**Dataset rows**.
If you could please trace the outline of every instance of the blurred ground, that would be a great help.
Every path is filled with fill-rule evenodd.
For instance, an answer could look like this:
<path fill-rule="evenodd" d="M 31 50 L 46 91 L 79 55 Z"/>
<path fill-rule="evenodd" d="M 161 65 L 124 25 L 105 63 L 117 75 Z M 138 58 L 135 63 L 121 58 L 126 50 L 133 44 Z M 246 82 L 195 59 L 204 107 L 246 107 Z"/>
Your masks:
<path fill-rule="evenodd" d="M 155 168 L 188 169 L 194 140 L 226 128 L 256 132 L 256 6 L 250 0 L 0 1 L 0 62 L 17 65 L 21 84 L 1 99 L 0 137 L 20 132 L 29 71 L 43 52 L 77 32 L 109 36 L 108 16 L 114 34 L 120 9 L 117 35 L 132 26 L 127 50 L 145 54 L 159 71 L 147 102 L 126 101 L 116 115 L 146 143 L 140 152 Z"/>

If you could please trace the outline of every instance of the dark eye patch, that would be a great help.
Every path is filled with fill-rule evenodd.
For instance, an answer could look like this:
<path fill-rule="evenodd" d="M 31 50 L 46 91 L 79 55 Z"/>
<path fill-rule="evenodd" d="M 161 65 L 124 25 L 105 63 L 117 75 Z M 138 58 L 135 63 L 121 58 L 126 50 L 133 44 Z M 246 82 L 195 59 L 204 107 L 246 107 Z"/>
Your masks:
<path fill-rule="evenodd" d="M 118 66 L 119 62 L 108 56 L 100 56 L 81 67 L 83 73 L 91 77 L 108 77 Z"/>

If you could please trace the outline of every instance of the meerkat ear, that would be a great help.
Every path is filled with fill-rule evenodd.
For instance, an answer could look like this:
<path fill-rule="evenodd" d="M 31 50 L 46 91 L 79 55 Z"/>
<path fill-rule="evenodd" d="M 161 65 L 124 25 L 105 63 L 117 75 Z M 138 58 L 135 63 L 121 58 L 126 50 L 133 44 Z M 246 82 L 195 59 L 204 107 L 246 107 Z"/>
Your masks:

**What you need to do**.
Print the material above again, word for word and line for line, from start to finish.

**Solution**.
If you could please trace the outline of every instance of the blurred ground, that would be a great help.
Every path is filled with fill-rule evenodd.
For instance, an answer could look like this:
<path fill-rule="evenodd" d="M 31 50 L 46 91 L 79 55 Z"/>
<path fill-rule="evenodd" d="M 161 65 L 124 25 L 105 63 L 117 75 Z M 138 58 L 135 63 L 121 58 L 126 50 L 133 44 Z M 246 82 L 195 59 L 204 107 L 246 107 Z"/>
Your masks:
<path fill-rule="evenodd" d="M 155 168 L 188 169 L 194 140 L 226 128 L 256 132 L 256 6 L 250 0 L 0 1 L 0 62 L 17 65 L 21 84 L 1 99 L 0 137 L 20 132 L 29 71 L 43 52 L 77 32 L 109 36 L 108 16 L 114 34 L 120 9 L 117 35 L 132 26 L 127 50 L 145 54 L 159 71 L 147 102 L 126 101 L 116 115 L 146 143 L 140 152 Z"/>

If you could please trace the outline of every instance of the dark eye patch, that would be a great help.
Every path is filled with fill-rule evenodd.
For instance, an answer could look like this:
<path fill-rule="evenodd" d="M 31 50 L 46 91 L 79 55 Z"/>
<path fill-rule="evenodd" d="M 161 65 L 124 25 L 105 63 L 117 75 Z M 138 58 L 135 63 L 121 58 L 126 50 L 133 44 Z M 246 82 L 195 59 L 204 107 L 246 107 Z"/>
Your masks:
<path fill-rule="evenodd" d="M 118 66 L 119 62 L 108 56 L 100 56 L 81 67 L 83 73 L 91 77 L 108 77 Z"/>

If you could please trace the outline of every instance of the meerkat ear, that would be a great help.
Every path is filled with fill-rule evenodd.
For instance, an answer could look like this:
<path fill-rule="evenodd" d="M 31 50 L 46 91 L 79 55 Z"/>
<path fill-rule="evenodd" d="M 161 65 L 124 25 L 105 63 L 117 75 Z M 138 58 L 135 63 L 121 58 L 126 50 L 133 44 Z M 246 82 L 195 59 L 204 107 L 246 107 Z"/>
Your masks:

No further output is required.